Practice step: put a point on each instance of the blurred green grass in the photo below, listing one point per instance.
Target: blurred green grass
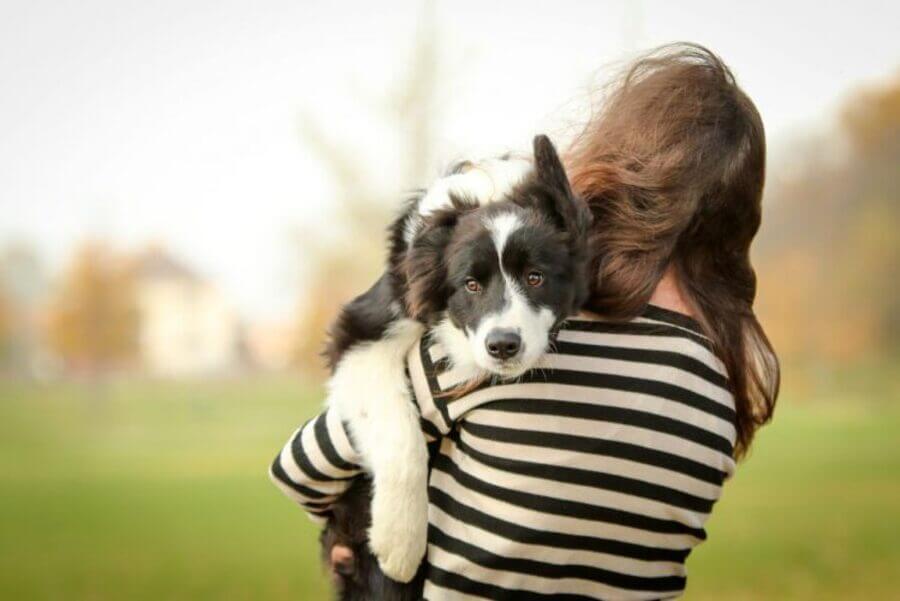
(151, 490)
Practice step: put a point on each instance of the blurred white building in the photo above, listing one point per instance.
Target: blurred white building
(187, 327)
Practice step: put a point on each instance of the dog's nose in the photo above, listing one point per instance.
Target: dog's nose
(503, 344)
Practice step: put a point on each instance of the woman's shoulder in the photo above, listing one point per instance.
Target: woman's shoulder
(656, 337)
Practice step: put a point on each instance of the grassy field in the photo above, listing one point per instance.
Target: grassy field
(159, 491)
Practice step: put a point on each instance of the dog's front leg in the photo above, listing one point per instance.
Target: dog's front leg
(370, 392)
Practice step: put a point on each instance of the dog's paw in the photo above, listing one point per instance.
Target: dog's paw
(399, 533)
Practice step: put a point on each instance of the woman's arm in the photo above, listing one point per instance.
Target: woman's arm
(317, 465)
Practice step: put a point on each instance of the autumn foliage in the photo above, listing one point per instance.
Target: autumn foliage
(92, 322)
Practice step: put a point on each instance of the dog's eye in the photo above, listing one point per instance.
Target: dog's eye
(535, 278)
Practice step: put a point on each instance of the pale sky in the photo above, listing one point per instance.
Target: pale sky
(176, 121)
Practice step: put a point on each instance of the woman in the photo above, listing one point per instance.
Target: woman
(593, 478)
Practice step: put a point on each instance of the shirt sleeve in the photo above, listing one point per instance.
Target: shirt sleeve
(317, 465)
(425, 362)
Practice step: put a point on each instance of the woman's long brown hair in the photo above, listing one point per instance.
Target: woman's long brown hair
(673, 167)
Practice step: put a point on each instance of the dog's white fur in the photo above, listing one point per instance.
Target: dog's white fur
(484, 182)
(370, 392)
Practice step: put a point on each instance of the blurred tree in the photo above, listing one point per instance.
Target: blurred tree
(829, 255)
(6, 327)
(22, 290)
(341, 266)
(92, 320)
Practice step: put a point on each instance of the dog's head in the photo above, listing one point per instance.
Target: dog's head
(500, 278)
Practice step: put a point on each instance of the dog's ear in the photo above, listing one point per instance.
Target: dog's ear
(548, 167)
(426, 268)
(568, 210)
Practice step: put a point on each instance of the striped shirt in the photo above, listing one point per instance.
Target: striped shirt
(590, 477)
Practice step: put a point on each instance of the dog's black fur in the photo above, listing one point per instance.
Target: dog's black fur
(419, 283)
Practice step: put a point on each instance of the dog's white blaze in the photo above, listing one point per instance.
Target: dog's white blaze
(532, 323)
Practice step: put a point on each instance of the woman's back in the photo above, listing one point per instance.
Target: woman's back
(591, 476)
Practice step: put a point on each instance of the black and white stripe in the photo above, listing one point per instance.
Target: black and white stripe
(591, 476)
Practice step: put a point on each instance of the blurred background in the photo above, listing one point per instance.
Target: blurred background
(189, 190)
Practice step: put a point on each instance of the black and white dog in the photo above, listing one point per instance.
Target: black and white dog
(492, 260)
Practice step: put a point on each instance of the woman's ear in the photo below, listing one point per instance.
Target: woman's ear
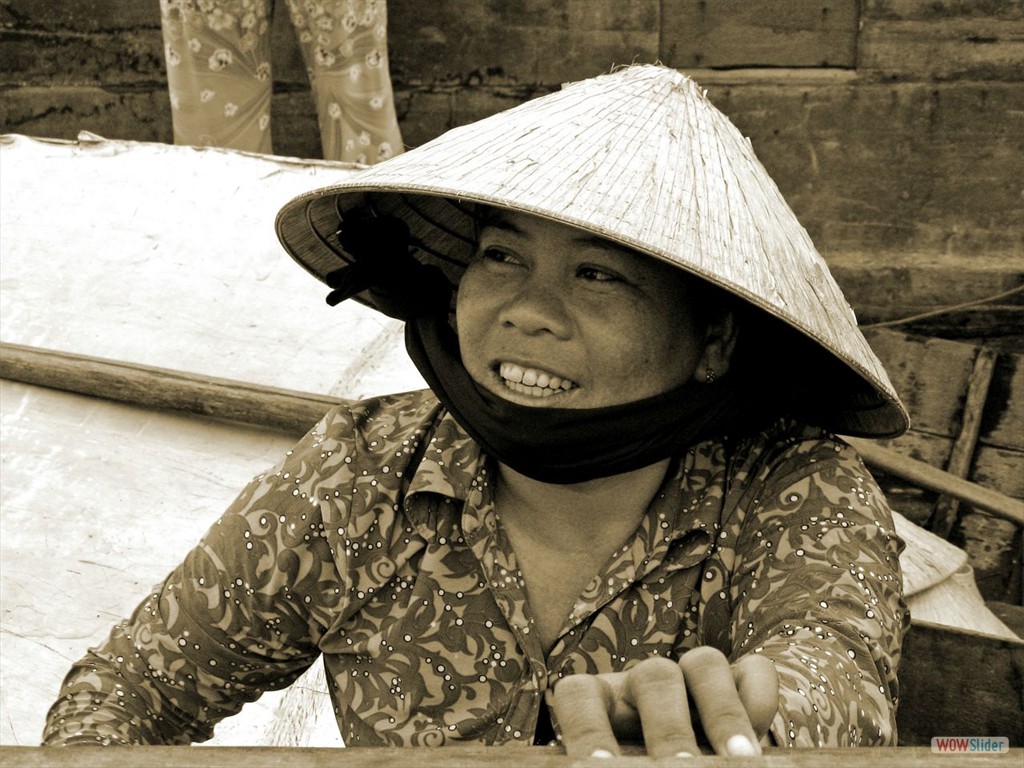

• • • • •

The problem:
Your reply should be one number, the count of lines in the data that include the word "below".

Answer to this exercise:
2